Stored items:
- Opening Delimiter -

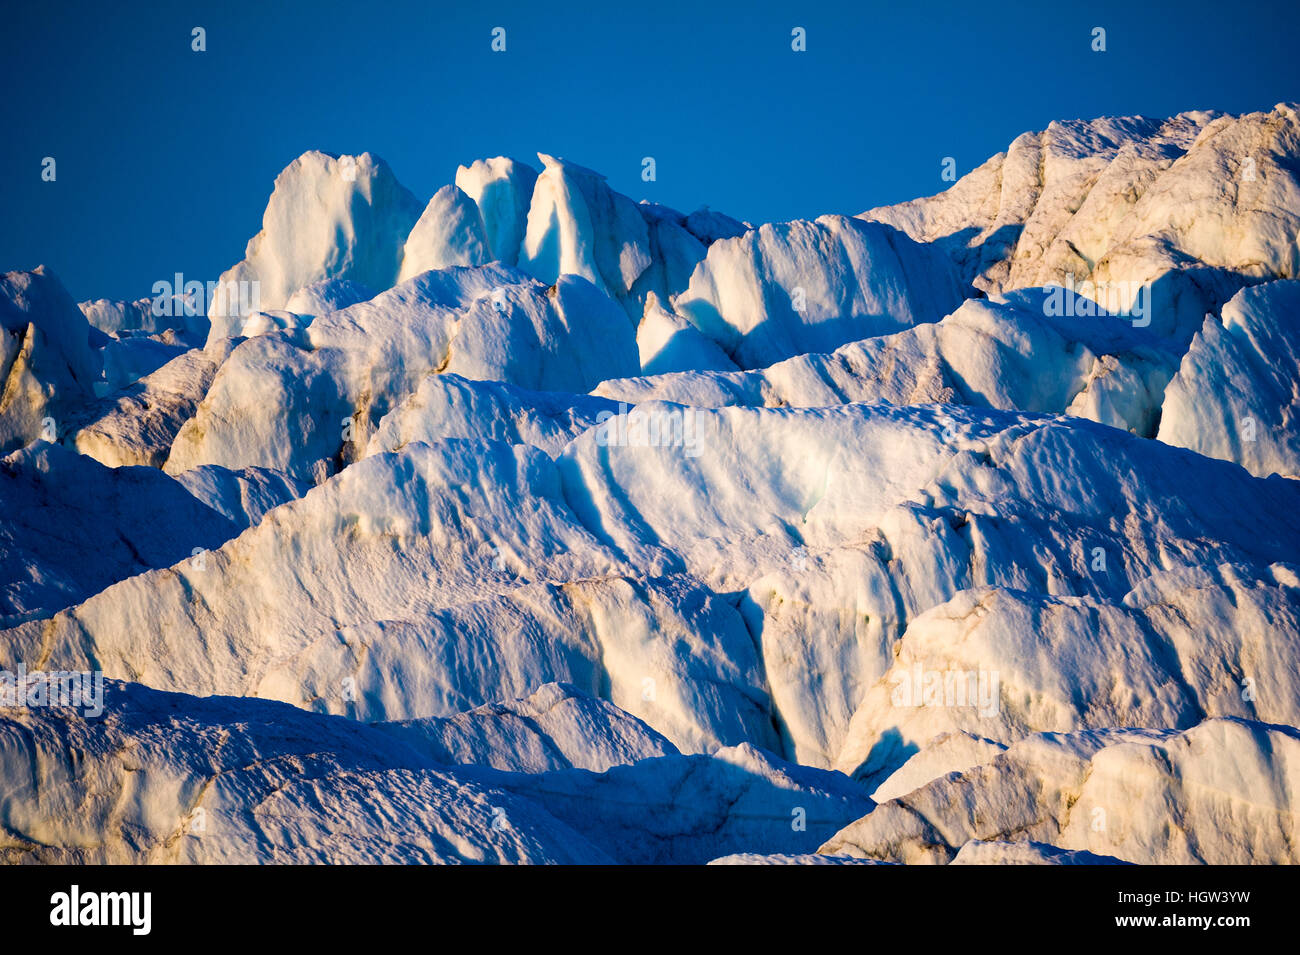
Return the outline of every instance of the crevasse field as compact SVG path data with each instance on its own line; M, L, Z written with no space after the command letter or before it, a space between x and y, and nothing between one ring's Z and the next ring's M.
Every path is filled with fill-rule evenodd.
M765 224L308 152L219 282L10 272L0 859L1300 862L1298 233L1284 104Z

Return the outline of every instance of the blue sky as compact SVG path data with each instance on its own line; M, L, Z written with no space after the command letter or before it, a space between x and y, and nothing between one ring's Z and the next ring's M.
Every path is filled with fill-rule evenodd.
M944 156L967 172L1053 119L1300 99L1295 2L6 6L0 269L43 262L78 299L215 278L307 149L369 150L422 198L543 151L771 221L938 192Z

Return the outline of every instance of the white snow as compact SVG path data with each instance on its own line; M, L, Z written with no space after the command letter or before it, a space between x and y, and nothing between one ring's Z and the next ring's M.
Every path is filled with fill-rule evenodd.
M400 451L412 441L486 438L527 444L557 456L618 403L587 395L528 391L505 382L429 375L379 422L366 454Z
M840 858L836 856L835 858ZM949 865L1128 865L1086 849L1058 849L1043 842L982 842L972 839Z
M678 755L677 747L636 717L567 683L546 683L524 699L486 703L455 716L373 725L437 762L512 773L603 773Z
M836 773L743 744L612 767L484 778L535 801L624 863L700 865L762 842L802 854L873 804Z
M725 356L651 300L637 334L644 376L594 393L699 407L944 402L1068 413L1151 436L1174 355L1119 319L1053 319L1042 294L970 300L933 324L747 372L723 370Z
M310 325L311 319L312 316L310 315L299 315L287 308L250 312L239 323L238 331L234 337L256 338L258 335L269 335L271 332L297 331ZM233 328L232 331L234 331ZM230 341L230 339L224 341ZM221 341L213 342L211 347L219 347L221 344Z
M947 734L1005 745L1094 726L1183 728L1205 716L1295 725L1300 673L1271 661L1300 658L1297 569L1159 575L1148 585L1156 593L1120 606L963 591L913 620L894 646L836 767L878 778L909 747Z
M654 292L646 296L645 314L637 326L636 346L641 356L641 372L645 375L738 370L726 352L686 319L665 308Z
M295 501L311 488L287 474L267 468L229 471L205 464L176 476L196 498L238 525L241 531L261 523L266 513Z
M587 863L544 809L379 729L262 700L105 686L105 715L0 710L0 859ZM129 754L129 755L128 755ZM36 785L25 783L40 767Z
M295 315L324 315L375 297L373 289L351 279L321 279L289 296L284 310Z
M162 467L177 433L194 416L230 353L223 339L191 349L125 389L84 407L71 420L76 449L106 464Z
M735 609L689 578L630 573L574 519L545 455L417 443L200 560L103 591L44 635L11 632L0 663L93 659L112 678L369 720L450 716L565 681L684 749L775 746Z

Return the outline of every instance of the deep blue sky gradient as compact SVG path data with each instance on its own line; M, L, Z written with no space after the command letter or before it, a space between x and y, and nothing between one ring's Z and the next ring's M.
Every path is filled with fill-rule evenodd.
M0 271L46 263L79 300L216 278L307 149L369 150L422 198L459 163L540 150L687 212L852 214L1053 119L1300 99L1298 34L1295 0L6 0Z

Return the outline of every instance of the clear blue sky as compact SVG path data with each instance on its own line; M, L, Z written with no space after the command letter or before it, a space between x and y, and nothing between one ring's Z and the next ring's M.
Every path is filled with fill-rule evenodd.
M44 262L78 299L215 278L307 149L369 150L422 198L540 150L771 221L938 192L942 157L966 172L1052 119L1300 99L1295 0L5 6L0 270Z

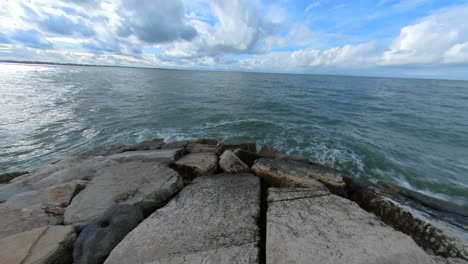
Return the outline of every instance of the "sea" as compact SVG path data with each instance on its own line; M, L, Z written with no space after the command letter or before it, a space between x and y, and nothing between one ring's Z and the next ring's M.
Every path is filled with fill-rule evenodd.
M0 173L153 138L256 140L468 206L468 82L0 63Z

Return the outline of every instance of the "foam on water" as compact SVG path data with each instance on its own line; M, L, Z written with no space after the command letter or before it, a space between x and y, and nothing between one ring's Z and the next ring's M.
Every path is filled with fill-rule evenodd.
M468 205L468 82L0 67L0 172L153 138L257 140Z

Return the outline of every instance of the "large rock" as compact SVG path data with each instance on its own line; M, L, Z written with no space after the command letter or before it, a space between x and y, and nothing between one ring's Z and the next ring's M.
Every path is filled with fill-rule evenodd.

- Closing Delimiter -

Directions: Quote, exactly and only, the lines from the first line of the data above through the line containing "Return the outline of every instance of the white". The pictures do not belong in it.

Task output:
Return the outline of every instance of the crevasse field as compact SVG path data with each instance on its own line; M, L, Z written with no space after the command letter or before it, a space between x and y, and nothing between one ring's Z and the next ring's M.
Every path is filled with fill-rule evenodd.
M765 224L308 152L219 282L10 272L0 859L1300 862L1298 233L1284 104Z

Return the outline of every instance of the blue sky as compact SVG path data with each instance on its own line; M, L, Z written with no space after the command letter or before it, a space between x and y, and nothing between one ring's Z and the next ring's M.
Every path is filled with fill-rule evenodd.
M944 156L967 172L1053 119L1300 99L1295 2L6 6L0 269L43 262L78 299L215 278L307 149L369 150L422 198L543 151L771 221L938 192Z

Return the outline of every instance of the white snow as compact SVG path data with each instance on its own line; M, L, Z written with no space after the command letter or before it, a space between x and y, and nothing between one ring's Z and the next ring's M.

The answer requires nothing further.